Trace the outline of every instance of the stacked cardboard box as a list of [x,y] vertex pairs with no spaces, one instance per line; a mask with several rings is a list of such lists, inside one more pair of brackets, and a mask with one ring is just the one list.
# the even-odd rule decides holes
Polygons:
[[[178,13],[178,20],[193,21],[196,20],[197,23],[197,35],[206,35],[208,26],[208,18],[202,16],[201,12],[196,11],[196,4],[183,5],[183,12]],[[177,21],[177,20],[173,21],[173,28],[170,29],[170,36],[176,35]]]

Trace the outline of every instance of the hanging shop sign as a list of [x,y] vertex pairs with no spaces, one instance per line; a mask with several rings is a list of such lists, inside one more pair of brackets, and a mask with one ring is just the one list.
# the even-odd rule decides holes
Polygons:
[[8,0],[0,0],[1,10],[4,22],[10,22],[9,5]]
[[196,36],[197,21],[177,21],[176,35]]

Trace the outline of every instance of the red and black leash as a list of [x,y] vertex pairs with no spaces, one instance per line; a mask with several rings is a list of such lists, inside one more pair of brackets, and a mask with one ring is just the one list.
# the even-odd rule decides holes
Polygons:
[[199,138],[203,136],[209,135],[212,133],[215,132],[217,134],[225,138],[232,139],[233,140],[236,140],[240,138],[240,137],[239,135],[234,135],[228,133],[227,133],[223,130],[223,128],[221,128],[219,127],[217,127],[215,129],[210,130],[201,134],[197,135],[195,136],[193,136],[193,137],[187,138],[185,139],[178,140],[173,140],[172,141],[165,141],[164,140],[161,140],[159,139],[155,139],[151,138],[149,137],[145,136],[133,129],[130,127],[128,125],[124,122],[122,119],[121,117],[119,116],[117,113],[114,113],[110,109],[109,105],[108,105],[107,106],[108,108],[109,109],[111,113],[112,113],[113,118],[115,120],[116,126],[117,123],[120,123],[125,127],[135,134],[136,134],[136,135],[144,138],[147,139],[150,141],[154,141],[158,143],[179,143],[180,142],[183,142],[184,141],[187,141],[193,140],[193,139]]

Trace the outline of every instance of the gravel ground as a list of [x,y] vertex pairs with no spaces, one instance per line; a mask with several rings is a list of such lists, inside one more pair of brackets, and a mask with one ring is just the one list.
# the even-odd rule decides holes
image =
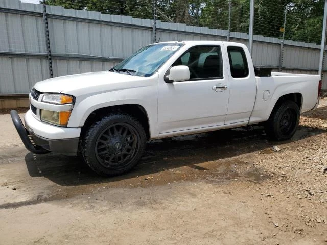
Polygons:
[[0,244],[327,244],[326,99],[288,141],[260,127],[156,140],[112,178],[0,123]]

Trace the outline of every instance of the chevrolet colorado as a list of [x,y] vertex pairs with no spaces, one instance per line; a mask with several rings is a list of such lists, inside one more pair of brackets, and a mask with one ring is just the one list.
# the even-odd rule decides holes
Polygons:
[[260,70],[240,43],[157,43],[107,71],[38,82],[25,126],[11,115],[29,151],[80,153],[94,171],[114,176],[151,139],[261,122],[271,138],[290,139],[300,113],[317,107],[320,78]]

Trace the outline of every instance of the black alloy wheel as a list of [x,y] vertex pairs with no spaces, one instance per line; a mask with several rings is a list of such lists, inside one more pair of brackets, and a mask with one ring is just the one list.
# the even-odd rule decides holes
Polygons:
[[300,110],[296,103],[286,101],[274,108],[265,124],[267,136],[273,140],[290,139],[294,135],[300,120]]
[[117,113],[101,118],[81,141],[85,162],[98,174],[121,175],[138,162],[146,143],[142,125],[129,115]]

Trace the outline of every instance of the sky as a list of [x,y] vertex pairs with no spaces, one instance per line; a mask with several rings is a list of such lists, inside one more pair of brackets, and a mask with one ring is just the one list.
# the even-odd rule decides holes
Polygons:
[[40,0],[20,0],[24,3],[30,3],[31,4],[39,4]]

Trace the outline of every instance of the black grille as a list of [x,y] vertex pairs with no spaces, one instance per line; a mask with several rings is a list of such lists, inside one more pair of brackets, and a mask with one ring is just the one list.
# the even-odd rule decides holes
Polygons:
[[36,107],[32,104],[31,104],[31,110],[34,114],[36,115]]
[[31,91],[31,96],[32,96],[32,97],[36,101],[37,101],[39,99],[39,97],[40,97],[41,93],[42,93],[41,92],[39,92],[34,88],[33,88]]

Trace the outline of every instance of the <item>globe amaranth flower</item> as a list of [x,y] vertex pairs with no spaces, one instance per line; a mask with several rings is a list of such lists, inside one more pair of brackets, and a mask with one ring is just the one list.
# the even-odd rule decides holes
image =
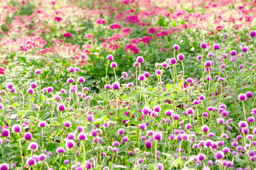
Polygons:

REQUIRED TASK: Can you turn everything from the line containing "Trace the outline of every instance of the <item>globe" down to the end of the records into a numbered list, dropping blank lines and leaving out the pictures?

THE RESULT:
1. Trace the outline of every instance of the <item>globe amaranth flower</item> as a list of [x,y] vertex pairs with no spaces, one instance per line; a mask with several rings is a list of such lists, inside one more pair of brackets, and a mask with one ring is just the one list.
2. # the even-odd rule decides holes
3. image =
4. Polygons:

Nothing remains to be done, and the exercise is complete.